> WHAT YOU ARE ASKED TO DO:
Print the complete set of entries exactly.

* BEGIN INPUT FOR THIS TASK *

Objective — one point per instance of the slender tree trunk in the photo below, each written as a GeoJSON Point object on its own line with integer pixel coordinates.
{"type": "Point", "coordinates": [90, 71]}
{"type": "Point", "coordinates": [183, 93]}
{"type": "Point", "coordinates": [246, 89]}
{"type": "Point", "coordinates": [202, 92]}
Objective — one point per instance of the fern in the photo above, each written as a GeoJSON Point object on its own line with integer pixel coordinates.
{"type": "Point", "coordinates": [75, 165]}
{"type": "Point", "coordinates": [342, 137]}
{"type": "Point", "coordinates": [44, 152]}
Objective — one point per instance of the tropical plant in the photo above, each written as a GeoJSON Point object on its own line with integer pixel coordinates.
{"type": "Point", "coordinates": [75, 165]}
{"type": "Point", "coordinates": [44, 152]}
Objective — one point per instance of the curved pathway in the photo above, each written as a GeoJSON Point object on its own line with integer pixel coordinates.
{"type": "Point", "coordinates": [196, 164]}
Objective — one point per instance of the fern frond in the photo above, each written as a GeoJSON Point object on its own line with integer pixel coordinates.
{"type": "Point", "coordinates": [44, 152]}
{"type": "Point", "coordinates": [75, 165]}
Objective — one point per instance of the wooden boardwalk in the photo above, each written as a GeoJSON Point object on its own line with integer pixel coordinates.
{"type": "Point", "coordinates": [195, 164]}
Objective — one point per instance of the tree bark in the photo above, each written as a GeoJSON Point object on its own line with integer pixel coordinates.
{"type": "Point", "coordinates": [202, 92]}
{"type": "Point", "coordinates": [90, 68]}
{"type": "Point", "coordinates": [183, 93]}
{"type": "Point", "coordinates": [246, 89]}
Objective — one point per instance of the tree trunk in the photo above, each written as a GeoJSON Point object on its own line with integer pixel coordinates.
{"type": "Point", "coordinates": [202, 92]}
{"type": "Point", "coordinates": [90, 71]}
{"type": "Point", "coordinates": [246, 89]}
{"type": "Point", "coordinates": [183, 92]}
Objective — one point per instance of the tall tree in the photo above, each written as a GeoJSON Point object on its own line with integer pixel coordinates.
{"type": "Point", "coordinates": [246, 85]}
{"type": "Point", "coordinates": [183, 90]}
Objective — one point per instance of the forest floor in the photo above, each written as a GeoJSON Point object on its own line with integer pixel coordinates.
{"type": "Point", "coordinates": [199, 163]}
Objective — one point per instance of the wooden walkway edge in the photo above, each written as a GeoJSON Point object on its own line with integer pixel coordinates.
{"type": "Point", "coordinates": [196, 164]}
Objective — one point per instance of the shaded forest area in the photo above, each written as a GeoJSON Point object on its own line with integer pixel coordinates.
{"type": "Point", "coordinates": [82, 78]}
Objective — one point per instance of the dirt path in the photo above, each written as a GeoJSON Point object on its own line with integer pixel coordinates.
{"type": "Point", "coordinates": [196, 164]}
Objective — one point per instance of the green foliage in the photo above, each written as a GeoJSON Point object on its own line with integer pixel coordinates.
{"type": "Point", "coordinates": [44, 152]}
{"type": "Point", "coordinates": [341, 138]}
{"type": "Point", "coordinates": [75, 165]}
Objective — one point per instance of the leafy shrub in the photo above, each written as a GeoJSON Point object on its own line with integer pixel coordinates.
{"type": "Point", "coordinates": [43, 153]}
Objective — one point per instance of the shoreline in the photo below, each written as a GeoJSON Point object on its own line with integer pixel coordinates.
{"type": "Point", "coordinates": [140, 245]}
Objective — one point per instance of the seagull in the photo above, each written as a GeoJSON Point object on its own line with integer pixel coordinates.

* END INPUT FOR THIS TASK *

> FINISHED EXERCISE:
Objective — one point per instance of the slender tree trunk in the photo below, each written as a GeoJSON Point object on its own line with integer pixel coordinates.
{"type": "Point", "coordinates": [90, 71]}
{"type": "Point", "coordinates": [183, 93]}
{"type": "Point", "coordinates": [246, 89]}
{"type": "Point", "coordinates": [202, 92]}
Objective — one point per instance of the fern in the photo above, each written as a GeoJSON Point object on its own line with integer pixel coordinates.
{"type": "Point", "coordinates": [75, 165]}
{"type": "Point", "coordinates": [342, 137]}
{"type": "Point", "coordinates": [44, 152]}
Objective — one point per instance of the tropical plant in the photo above, each written as a GeoJSON Point object on its own line with integer pixel coordinates.
{"type": "Point", "coordinates": [75, 165]}
{"type": "Point", "coordinates": [44, 152]}
Objective — one point per instance of the curved pathway in the photo above, each written as a GeoJSON Point object on its own line with integer pixel coordinates.
{"type": "Point", "coordinates": [196, 164]}
Objective — one point per instance of the fern frond in the photo above, each written as a GeoJSON Point object on its own line with integer pixel coordinates.
{"type": "Point", "coordinates": [44, 152]}
{"type": "Point", "coordinates": [75, 165]}
Objective — one point per instance of the wooden boardwalk in the photo above, each written as a GeoJSON Point object on its own line with integer pixel coordinates.
{"type": "Point", "coordinates": [195, 164]}
Objective — one point per instance of the tree bark in the photo above, each written as a GeoJSON Point object on its own line with integer pixel coordinates.
{"type": "Point", "coordinates": [202, 92]}
{"type": "Point", "coordinates": [90, 68]}
{"type": "Point", "coordinates": [183, 93]}
{"type": "Point", "coordinates": [246, 89]}
Objective — one point per instance of the tree trunk in the photo above, each written as a GeoJSON Point object on its own line with integer pixel coordinates.
{"type": "Point", "coordinates": [202, 92]}
{"type": "Point", "coordinates": [90, 71]}
{"type": "Point", "coordinates": [246, 89]}
{"type": "Point", "coordinates": [183, 92]}
Objective — one point per instance of the tall tree in the photo above, each written as a GeoJSON Point object on its own line with integer pixel coordinates.
{"type": "Point", "coordinates": [246, 85]}
{"type": "Point", "coordinates": [183, 90]}
Objective — one point per instance of the forest floor in the photo above, each written as a GeoJSON Point object on its own line with integer pixel coordinates.
{"type": "Point", "coordinates": [199, 163]}
Objective — one point per instance of the wooden walkway edge in the photo above, each written as a GeoJSON Point object on its own line with integer pixel coordinates.
{"type": "Point", "coordinates": [196, 164]}
Objective — one point per instance of the shaded forest area in the photo above, each written as a GeoJSON Point object on its own line with integer pixel coordinates.
{"type": "Point", "coordinates": [82, 78]}
Objective — one point per instance of the dirt path in the photo above, each written as a GeoJSON Point object on its own line with integer pixel coordinates.
{"type": "Point", "coordinates": [196, 164]}
Objective — one point per instance of the green foliage in the photo above, each written as a GeoJSON Point object on its own line with integer pixel coordinates.
{"type": "Point", "coordinates": [44, 152]}
{"type": "Point", "coordinates": [341, 138]}
{"type": "Point", "coordinates": [75, 165]}
Objective — one point per instance of the leafy shrub in the photo above, each written as a GeoJSON Point object on its own line with integer pixel coordinates.
{"type": "Point", "coordinates": [43, 153]}
Objective — one point per instance of the shoreline in the photo below, each written as a GeoJSON Point object on its own line with integer pixel coordinates.
{"type": "Point", "coordinates": [140, 245]}
Objective — one point per instance of the seagull in the photo above, each written as a GeoJSON Point object on its own line with integer pixel coordinates.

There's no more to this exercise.